TASK ITEM >>
Please retype the listing below, matching every line exactly.

(MATERIAL FOR THIS EXERCISE)

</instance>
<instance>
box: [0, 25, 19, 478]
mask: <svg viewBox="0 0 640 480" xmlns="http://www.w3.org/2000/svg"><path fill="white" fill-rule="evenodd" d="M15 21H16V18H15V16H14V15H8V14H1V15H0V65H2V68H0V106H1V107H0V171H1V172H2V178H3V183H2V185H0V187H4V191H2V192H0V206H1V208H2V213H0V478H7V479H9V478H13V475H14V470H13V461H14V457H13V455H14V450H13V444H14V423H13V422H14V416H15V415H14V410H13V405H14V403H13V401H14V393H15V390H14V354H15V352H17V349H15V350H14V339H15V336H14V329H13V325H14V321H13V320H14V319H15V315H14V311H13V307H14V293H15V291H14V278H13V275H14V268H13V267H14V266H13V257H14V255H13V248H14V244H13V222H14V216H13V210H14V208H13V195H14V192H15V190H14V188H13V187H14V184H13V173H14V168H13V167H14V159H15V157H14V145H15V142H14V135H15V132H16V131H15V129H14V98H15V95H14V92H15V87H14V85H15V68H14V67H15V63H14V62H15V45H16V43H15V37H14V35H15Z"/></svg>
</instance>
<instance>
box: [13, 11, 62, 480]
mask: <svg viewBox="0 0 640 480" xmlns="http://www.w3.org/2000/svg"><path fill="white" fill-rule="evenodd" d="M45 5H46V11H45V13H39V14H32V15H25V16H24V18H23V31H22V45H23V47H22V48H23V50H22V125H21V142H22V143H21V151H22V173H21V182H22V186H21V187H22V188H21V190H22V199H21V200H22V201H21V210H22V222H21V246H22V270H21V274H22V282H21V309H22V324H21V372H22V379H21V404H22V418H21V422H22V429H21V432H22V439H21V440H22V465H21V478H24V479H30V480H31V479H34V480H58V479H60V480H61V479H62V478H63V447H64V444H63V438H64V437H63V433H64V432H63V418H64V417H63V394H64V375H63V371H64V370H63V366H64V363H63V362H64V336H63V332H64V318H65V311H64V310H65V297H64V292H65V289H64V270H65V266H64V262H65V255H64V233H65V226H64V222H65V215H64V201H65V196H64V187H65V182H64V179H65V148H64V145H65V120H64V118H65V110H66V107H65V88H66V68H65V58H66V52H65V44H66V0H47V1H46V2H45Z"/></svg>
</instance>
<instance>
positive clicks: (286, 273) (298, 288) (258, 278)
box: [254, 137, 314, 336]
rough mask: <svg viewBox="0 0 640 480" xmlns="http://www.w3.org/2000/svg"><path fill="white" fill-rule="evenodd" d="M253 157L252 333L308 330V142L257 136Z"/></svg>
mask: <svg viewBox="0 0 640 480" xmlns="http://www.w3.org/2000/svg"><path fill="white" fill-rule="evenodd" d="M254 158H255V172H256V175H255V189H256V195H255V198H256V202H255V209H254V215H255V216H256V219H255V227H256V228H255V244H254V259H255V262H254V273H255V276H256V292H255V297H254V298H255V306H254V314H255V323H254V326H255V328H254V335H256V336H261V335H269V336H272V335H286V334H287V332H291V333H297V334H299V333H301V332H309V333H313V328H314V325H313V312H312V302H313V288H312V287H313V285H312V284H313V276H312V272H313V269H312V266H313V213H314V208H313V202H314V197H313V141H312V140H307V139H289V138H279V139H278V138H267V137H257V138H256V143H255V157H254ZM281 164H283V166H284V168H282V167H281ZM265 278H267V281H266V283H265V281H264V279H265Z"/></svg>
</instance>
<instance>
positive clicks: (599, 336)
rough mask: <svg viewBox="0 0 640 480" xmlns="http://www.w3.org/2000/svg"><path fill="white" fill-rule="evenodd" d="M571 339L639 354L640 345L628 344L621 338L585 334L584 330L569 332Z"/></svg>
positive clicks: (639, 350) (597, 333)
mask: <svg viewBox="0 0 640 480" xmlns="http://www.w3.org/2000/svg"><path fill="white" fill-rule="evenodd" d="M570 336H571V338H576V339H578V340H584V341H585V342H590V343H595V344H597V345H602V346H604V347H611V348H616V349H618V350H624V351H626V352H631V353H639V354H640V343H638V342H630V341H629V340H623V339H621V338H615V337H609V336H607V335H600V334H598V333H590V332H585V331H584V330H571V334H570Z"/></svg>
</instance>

(End MATERIAL FOR THIS EXERCISE)

ANSWER BOX >>
</instance>
<instance>
box: [0, 25, 19, 478]
mask: <svg viewBox="0 0 640 480" xmlns="http://www.w3.org/2000/svg"><path fill="white" fill-rule="evenodd" d="M15 21H16V18H15V16H14V15H8V14H1V15H0V65H2V68H0V106H1V107H0V171H1V172H2V178H3V183H2V185H0V187H4V191H2V192H0V206H1V208H2V213H0V478H7V479H9V478H13V475H14V470H13V461H14V457H13V455H14V450H13V444H14V423H13V422H14V416H15V415H14V410H13V405H14V403H13V401H14V393H15V390H14V354H15V352H17V349H15V350H14V339H15V336H14V329H13V325H14V321H13V320H14V319H15V315H14V311H13V307H14V293H15V291H14V278H13V275H14V268H13V267H14V266H13V257H14V255H13V248H14V244H13V222H14V216H13V210H14V208H13V195H14V192H15V190H14V188H13V187H14V184H13V173H14V168H13V167H14V159H15V157H14V145H15V142H14V135H15V132H16V131H15V129H14V98H15V95H14V92H15V87H14V85H15V68H14V67H15V63H14V62H15V45H16V43H15V37H14V35H15Z"/></svg>
</instance>
<instance>
box: [13, 11, 62, 480]
mask: <svg viewBox="0 0 640 480" xmlns="http://www.w3.org/2000/svg"><path fill="white" fill-rule="evenodd" d="M45 5H46V11H45V13H39V14H32V15H25V16H24V18H23V31H22V45H23V47H22V48H23V50H22V125H21V142H22V143H21V151H22V173H21V182H22V186H21V187H22V188H21V190H22V199H21V200H22V201H21V210H22V222H21V246H22V270H21V274H22V282H21V309H22V324H21V372H22V379H21V404H22V418H21V422H22V429H21V432H22V439H21V440H22V465H21V478H24V479H30V480H31V479H34V480H58V479H60V480H61V479H62V478H63V447H64V444H63V438H64V437H63V433H64V432H63V418H64V417H63V394H64V375H63V371H64V370H63V366H64V363H63V362H64V336H63V332H64V318H65V311H64V310H65V297H64V292H65V289H64V270H65V266H64V262H65V255H64V233H65V226H64V222H65V215H64V201H65V196H64V187H65V182H64V179H65V148H64V145H65V120H64V118H65V110H66V107H65V88H66V68H65V58H66V52H65V44H66V0H47V1H46V2H45Z"/></svg>
</instance>
<instance>
positive clicks: (286, 273) (298, 288) (258, 278)
box: [254, 137, 314, 336]
rough mask: <svg viewBox="0 0 640 480" xmlns="http://www.w3.org/2000/svg"><path fill="white" fill-rule="evenodd" d="M253 157L252 333L308 330V142L257 136Z"/></svg>
mask: <svg viewBox="0 0 640 480" xmlns="http://www.w3.org/2000/svg"><path fill="white" fill-rule="evenodd" d="M254 158H255V172H256V175H255V189H256V195H255V198H256V202H255V209H254V215H255V216H256V219H255V227H256V228H255V244H254V259H255V262H254V273H255V276H256V292H255V297H254V298H255V306H254V314H255V323H254V326H255V328H254V335H256V336H261V335H269V336H272V335H286V334H287V332H291V333H297V334H299V333H301V332H309V333H313V328H314V325H313V312H312V302H313V288H312V287H313V285H312V284H313V276H312V272H313V269H312V266H313V213H314V208H313V202H314V197H313V141H312V140H307V139H289V138H279V139H278V138H267V137H257V138H256V143H255V157H254ZM281 164H283V166H284V168H282V167H281ZM265 278H267V281H266V283H265V281H264V279H265Z"/></svg>
</instance>
<instance>
positive clicks: (599, 336)
rough mask: <svg viewBox="0 0 640 480" xmlns="http://www.w3.org/2000/svg"><path fill="white" fill-rule="evenodd" d="M571 339L639 354L640 345L628 344L621 338L585 334L584 330L569 332Z"/></svg>
positive clicks: (639, 350) (597, 333)
mask: <svg viewBox="0 0 640 480" xmlns="http://www.w3.org/2000/svg"><path fill="white" fill-rule="evenodd" d="M570 336H571V338H576V339H578V340H584V341H585V342H590V343H595V344H597V345H602V346H604V347H611V348H616V349H618V350H624V351H626V352H631V353H639V354H640V343H638V342H630V341H629V340H623V339H621V338H615V337H609V336H607V335H600V334H598V333H590V332H585V331H584V330H571V334H570Z"/></svg>
</instance>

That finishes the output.